--- Data to examine Enclosed Below ---

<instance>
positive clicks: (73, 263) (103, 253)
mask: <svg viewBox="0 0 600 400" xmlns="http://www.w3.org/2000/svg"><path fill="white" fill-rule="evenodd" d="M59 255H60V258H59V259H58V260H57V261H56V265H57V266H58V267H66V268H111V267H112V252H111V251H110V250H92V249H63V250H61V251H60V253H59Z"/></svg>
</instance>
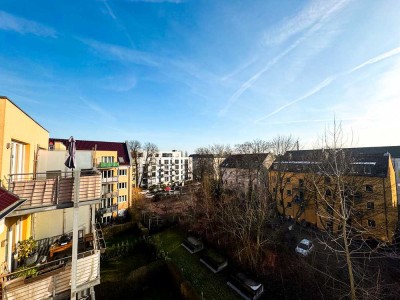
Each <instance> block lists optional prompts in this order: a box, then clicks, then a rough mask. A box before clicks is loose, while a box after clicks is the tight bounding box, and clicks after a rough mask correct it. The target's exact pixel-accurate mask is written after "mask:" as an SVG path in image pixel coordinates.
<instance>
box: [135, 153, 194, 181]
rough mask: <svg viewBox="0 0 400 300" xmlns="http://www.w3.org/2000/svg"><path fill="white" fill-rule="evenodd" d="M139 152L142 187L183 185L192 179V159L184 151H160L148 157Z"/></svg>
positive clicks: (140, 170)
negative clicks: (168, 185) (150, 186)
mask: <svg viewBox="0 0 400 300" xmlns="http://www.w3.org/2000/svg"><path fill="white" fill-rule="evenodd" d="M146 157H147V156H146V153H141V154H139V184H140V186H142V187H150V186H152V185H158V186H160V185H183V184H184V182H185V181H188V180H192V159H191V157H188V156H185V155H184V153H183V152H182V151H177V150H172V151H169V152H166V151H159V152H157V153H155V154H154V155H153V156H150V157H147V161H146Z"/></svg>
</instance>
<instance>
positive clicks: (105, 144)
mask: <svg viewBox="0 0 400 300" xmlns="http://www.w3.org/2000/svg"><path fill="white" fill-rule="evenodd" d="M49 142H53V143H54V142H61V143H63V144H64V145H65V146H66V147H67V146H68V139H56V138H50V139H49ZM95 148H96V150H98V151H117V156H118V162H119V164H120V165H127V166H129V165H130V155H129V152H128V147H127V145H126V143H120V142H102V141H84V140H76V150H94V149H95ZM120 157H122V159H123V162H122V161H120V159H119V158H120Z"/></svg>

--- End of Enclosed Data to examine ---

== Exercise aim ==
Reproduce every row above verbatim, omitting the pictures.

== Task result ==
<instance>
positive clicks: (73, 263) (103, 253)
mask: <svg viewBox="0 0 600 400" xmlns="http://www.w3.org/2000/svg"><path fill="white" fill-rule="evenodd" d="M59 255H60V258H59V259H58V260H57V261H56V265H57V266H58V267H66V268H111V267H112V252H111V251H110V250H92V249H63V250H61V251H60V253H59Z"/></svg>
</instance>
Each <instance> block lists optional prompts in this order: a box, then clicks, then a rough mask. A box before clicks is loose, while a box after clicks is the tight bounding box, and clicks after a rough mask correct it. The target's exact pixel-accurate mask is written after "mask:" as an SVG path in image pixel coordinates.
<instance>
box: [135, 153, 194, 181]
rough mask: <svg viewBox="0 0 400 300" xmlns="http://www.w3.org/2000/svg"><path fill="white" fill-rule="evenodd" d="M139 152L142 187L183 185L192 179V159L184 151H160L148 157Z"/></svg>
positive clicks: (140, 170)
negative clicks: (168, 185) (150, 186)
mask: <svg viewBox="0 0 400 300" xmlns="http://www.w3.org/2000/svg"><path fill="white" fill-rule="evenodd" d="M146 157H147V156H146V153H141V154H139V184H140V186H142V187H150V186H152V185H158V186H160V185H183V184H184V182H185V181H188V180H192V159H191V157H188V156H185V155H184V153H183V152H182V151H177V150H172V151H169V152H166V151H159V152H157V153H155V154H154V155H153V156H150V157H147V161H146Z"/></svg>
</instance>
<instance>
positive clicks: (105, 144)
mask: <svg viewBox="0 0 400 300" xmlns="http://www.w3.org/2000/svg"><path fill="white" fill-rule="evenodd" d="M49 142H53V143H54V142H61V143H63V144H64V145H65V146H66V147H67V146H68V139H56V138H50V139H49ZM95 148H96V150H98V151H117V156H118V162H119V164H120V165H127V166H129V165H130V155H129V152H128V147H127V145H126V143H120V142H102V141H84V140H76V150H94V149H95ZM120 157H122V159H123V162H122V161H120V159H119V158H120Z"/></svg>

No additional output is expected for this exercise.